▸ Problem description: Return, word for word, every line starting at the line with "point(59, 177)" and ending at the final line of the entries; skip the pictures.

[Start of Attachment]

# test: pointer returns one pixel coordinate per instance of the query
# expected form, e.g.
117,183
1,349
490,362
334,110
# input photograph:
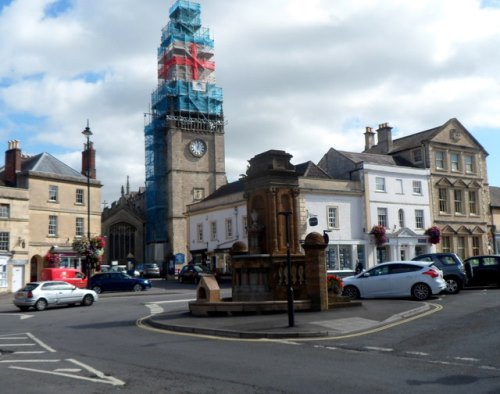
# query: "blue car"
117,281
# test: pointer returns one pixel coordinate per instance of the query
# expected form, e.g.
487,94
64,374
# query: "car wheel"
351,292
87,300
40,305
452,285
421,291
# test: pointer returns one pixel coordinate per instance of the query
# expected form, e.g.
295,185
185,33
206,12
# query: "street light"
87,133
291,317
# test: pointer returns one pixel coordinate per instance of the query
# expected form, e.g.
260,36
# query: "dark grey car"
452,267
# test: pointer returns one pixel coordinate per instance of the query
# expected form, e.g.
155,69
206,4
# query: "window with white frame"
79,227
79,198
332,217
419,218
380,184
455,162
399,186
382,217
443,200
52,226
245,226
4,241
213,231
469,163
401,218
458,198
4,211
417,187
229,228
417,155
440,163
53,191
199,232
473,202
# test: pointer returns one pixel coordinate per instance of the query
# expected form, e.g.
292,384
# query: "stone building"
123,226
56,211
459,189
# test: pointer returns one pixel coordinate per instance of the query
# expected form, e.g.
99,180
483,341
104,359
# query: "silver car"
40,295
419,280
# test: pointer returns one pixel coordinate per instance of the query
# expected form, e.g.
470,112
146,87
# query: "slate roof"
46,164
311,170
375,158
495,196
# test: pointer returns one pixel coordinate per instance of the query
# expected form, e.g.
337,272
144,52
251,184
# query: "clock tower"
184,135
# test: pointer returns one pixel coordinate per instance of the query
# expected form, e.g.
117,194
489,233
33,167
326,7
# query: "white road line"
29,361
47,347
379,349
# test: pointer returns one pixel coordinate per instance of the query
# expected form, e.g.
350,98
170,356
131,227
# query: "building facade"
55,213
459,189
185,159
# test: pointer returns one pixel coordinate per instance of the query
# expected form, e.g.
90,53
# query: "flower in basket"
434,234
378,233
335,284
92,248
52,258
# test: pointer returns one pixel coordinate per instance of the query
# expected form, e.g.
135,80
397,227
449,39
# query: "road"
101,349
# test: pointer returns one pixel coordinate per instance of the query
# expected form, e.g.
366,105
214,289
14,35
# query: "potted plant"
379,236
434,234
335,284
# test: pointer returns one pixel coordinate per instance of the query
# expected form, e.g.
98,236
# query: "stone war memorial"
260,269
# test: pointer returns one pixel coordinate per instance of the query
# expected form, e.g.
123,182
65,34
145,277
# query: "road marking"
46,347
379,349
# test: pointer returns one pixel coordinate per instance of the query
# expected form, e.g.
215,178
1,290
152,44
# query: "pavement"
364,316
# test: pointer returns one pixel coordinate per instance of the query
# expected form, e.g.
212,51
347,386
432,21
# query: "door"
17,278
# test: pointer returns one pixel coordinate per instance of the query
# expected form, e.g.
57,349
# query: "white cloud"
298,76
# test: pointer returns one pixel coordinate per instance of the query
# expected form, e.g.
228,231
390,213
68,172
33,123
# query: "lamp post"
87,133
291,317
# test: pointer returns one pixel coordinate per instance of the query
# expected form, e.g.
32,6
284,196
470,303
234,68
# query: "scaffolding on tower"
186,97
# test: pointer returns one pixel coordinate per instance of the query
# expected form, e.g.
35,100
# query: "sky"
299,76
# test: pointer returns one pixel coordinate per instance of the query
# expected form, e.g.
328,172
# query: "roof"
227,189
311,170
495,196
375,158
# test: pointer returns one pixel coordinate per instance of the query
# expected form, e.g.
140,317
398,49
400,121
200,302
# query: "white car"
40,295
419,280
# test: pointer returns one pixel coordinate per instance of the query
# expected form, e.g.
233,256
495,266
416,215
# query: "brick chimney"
369,138
384,138
12,163
88,160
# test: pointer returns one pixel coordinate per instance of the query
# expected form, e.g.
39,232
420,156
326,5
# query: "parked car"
40,295
151,270
483,270
193,273
419,280
452,267
70,275
117,281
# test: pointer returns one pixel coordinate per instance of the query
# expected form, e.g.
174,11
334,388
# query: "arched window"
401,217
121,241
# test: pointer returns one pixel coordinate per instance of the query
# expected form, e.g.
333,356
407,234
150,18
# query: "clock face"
197,147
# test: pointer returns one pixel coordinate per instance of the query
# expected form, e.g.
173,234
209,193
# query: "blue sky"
298,76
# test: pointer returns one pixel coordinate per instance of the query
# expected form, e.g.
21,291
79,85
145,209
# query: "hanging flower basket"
92,249
379,236
434,234
335,284
52,259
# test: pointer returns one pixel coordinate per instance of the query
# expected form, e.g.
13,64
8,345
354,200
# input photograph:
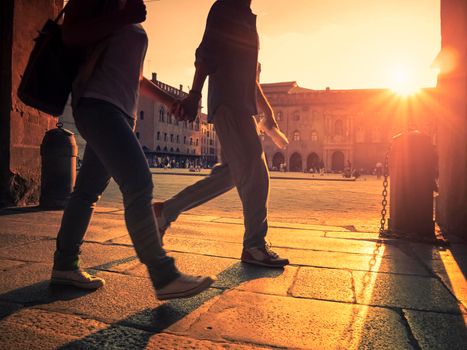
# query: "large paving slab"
281,224
28,283
402,291
39,329
230,273
128,301
29,226
438,331
233,249
93,254
325,284
294,323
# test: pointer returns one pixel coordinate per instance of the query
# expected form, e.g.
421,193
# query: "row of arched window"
166,117
172,150
175,138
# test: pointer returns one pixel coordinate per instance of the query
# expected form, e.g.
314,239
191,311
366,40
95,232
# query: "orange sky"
343,44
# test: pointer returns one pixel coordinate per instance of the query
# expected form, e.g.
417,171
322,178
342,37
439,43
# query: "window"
360,135
296,116
296,136
162,114
338,127
314,135
376,134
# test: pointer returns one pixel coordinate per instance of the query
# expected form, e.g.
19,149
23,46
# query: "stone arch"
277,160
295,163
339,127
312,162
337,162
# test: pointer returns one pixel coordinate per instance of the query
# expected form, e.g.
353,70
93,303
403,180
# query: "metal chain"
384,201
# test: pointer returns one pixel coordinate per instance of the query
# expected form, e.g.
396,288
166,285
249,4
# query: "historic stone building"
167,141
336,128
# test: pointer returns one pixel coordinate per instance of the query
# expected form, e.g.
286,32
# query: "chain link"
384,201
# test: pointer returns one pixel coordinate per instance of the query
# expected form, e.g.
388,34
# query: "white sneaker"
76,278
184,286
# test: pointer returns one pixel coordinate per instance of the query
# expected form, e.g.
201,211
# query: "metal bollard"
412,182
59,153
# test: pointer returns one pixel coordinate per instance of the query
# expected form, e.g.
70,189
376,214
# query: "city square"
233,174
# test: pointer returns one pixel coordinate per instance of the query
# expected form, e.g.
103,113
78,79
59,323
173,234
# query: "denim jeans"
112,150
243,166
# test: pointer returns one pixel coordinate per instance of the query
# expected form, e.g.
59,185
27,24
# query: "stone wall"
22,127
452,124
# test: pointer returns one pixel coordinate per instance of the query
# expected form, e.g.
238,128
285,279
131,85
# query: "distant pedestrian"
379,170
104,109
228,54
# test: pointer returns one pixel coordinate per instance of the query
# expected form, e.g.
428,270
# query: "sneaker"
76,278
184,286
161,221
263,256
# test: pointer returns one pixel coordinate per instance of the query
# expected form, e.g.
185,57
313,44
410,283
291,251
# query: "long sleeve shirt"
229,50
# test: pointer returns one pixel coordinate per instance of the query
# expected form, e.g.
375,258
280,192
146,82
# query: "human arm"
82,28
264,106
207,56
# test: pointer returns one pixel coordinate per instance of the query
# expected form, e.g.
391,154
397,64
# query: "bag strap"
62,12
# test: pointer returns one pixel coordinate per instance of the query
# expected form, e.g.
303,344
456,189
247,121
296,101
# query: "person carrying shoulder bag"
105,95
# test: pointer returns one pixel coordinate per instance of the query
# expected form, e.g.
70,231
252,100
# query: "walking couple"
113,43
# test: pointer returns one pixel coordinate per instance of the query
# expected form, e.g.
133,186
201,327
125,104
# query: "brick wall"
22,127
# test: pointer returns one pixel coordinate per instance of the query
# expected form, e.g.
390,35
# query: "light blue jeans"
112,150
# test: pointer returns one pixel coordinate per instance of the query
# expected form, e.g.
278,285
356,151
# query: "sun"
403,81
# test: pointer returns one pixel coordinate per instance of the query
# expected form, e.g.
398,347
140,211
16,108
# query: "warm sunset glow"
403,81
341,44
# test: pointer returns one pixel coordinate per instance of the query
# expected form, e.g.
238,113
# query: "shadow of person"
170,312
37,294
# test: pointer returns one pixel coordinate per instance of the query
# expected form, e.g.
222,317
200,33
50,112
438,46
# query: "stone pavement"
343,290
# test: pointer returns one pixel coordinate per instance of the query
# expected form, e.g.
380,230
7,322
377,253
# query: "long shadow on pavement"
135,330
167,314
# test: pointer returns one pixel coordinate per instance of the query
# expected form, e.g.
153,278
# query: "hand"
270,121
134,11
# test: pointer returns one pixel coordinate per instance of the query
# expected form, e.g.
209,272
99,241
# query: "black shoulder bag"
50,71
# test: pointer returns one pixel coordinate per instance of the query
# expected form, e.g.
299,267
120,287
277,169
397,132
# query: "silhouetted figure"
228,54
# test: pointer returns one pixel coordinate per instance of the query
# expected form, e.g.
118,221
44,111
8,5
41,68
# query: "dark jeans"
112,150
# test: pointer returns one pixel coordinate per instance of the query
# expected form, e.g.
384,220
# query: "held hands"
134,11
269,126
187,109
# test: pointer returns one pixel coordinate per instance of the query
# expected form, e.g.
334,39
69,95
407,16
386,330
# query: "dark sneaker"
161,221
184,286
263,256
76,278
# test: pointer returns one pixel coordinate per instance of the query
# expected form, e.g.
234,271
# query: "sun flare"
403,81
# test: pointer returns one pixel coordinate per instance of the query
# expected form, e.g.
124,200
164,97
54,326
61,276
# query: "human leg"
110,134
250,174
216,183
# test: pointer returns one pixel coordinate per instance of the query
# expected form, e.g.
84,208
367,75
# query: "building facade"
168,142
333,129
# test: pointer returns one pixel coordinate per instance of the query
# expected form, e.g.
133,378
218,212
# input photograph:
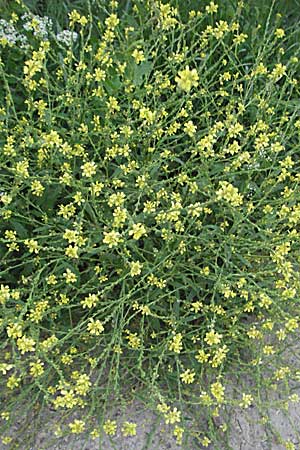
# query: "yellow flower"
110,427
229,193
25,344
212,337
95,327
187,79
279,33
189,128
77,426
135,268
172,416
217,391
88,169
129,429
188,376
246,401
112,238
70,276
138,56
137,231
36,369
176,343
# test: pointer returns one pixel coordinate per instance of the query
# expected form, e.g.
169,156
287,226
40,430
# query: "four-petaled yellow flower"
187,79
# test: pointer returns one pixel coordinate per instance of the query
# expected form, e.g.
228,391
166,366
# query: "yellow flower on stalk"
77,426
137,231
212,337
186,79
95,327
110,427
129,429
138,56
135,268
188,376
88,169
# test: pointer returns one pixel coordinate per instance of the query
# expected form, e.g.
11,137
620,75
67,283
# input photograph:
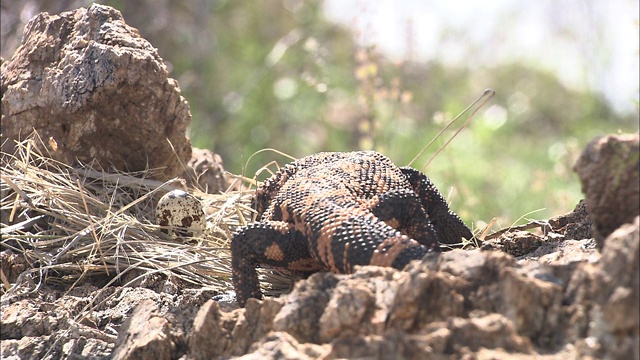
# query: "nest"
70,224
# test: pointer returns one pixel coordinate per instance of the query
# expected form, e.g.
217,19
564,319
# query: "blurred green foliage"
277,74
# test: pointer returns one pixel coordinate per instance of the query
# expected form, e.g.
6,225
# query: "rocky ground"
567,289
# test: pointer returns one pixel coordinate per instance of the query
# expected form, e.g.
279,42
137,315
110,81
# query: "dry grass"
71,224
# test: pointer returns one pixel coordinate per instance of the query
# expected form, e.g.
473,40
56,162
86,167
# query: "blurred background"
340,75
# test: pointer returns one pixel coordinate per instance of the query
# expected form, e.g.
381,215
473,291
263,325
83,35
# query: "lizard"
332,211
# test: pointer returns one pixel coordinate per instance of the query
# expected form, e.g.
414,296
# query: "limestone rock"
94,90
609,171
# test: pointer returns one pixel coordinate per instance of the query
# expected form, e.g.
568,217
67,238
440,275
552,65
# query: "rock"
94,90
575,225
609,171
144,335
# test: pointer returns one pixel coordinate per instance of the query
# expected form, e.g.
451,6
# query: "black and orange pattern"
333,211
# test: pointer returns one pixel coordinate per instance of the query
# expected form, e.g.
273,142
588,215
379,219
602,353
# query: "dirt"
567,290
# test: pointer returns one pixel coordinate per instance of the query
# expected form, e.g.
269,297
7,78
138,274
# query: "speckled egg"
182,212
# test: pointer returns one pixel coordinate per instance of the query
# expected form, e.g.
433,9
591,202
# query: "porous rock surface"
550,295
554,297
94,90
609,169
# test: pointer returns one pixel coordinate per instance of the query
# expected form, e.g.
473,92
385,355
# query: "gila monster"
336,210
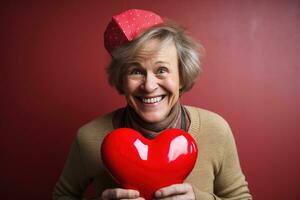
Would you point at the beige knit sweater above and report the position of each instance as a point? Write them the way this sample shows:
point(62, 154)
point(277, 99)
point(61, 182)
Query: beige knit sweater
point(216, 175)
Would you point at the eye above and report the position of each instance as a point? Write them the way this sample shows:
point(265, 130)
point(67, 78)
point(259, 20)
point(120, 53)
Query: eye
point(135, 72)
point(162, 70)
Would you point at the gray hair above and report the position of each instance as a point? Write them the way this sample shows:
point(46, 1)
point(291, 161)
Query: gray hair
point(189, 54)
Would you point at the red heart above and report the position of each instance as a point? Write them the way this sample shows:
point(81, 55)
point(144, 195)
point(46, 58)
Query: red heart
point(148, 165)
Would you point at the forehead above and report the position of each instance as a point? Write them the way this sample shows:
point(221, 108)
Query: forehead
point(157, 50)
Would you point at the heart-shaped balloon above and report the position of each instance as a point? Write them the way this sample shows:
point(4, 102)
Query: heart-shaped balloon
point(148, 165)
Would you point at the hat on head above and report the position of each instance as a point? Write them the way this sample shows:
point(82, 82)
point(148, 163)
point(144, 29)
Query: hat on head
point(125, 26)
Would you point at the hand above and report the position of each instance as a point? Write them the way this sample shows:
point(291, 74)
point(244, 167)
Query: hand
point(119, 193)
point(182, 191)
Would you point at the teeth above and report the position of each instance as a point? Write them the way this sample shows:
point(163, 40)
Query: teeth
point(152, 100)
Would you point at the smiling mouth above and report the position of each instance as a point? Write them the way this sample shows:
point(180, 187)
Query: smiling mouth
point(151, 100)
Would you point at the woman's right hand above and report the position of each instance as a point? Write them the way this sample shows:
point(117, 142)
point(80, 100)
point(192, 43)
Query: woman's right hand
point(119, 193)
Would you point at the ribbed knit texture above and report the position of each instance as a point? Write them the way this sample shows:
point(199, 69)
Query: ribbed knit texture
point(216, 175)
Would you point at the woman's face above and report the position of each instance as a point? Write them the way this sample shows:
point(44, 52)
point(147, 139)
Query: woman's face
point(152, 83)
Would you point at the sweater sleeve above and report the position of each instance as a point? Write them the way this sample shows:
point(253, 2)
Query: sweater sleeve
point(73, 180)
point(230, 183)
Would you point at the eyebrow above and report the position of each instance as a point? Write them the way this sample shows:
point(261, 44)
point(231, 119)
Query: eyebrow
point(162, 62)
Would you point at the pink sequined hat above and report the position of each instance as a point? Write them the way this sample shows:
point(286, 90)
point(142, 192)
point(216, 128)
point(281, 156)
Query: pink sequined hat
point(125, 26)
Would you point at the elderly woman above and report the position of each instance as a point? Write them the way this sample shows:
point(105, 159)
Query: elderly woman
point(153, 64)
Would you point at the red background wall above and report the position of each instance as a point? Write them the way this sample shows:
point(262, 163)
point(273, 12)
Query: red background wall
point(52, 81)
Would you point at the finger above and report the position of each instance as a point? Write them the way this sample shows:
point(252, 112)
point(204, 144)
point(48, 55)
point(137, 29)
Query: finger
point(174, 197)
point(118, 193)
point(139, 198)
point(175, 189)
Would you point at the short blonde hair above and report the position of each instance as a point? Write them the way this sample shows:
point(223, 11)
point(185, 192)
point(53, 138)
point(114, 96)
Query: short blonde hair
point(189, 54)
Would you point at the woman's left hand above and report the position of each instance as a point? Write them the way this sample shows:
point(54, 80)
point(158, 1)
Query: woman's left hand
point(182, 191)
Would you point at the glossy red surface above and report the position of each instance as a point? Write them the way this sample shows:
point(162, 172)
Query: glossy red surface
point(148, 165)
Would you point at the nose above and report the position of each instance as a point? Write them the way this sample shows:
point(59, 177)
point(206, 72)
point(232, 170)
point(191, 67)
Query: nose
point(150, 83)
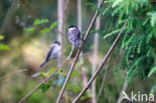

[End of Attachment]

▸ Finished task:
point(59, 177)
point(206, 72)
point(232, 170)
point(191, 67)
Query: nose
point(150, 83)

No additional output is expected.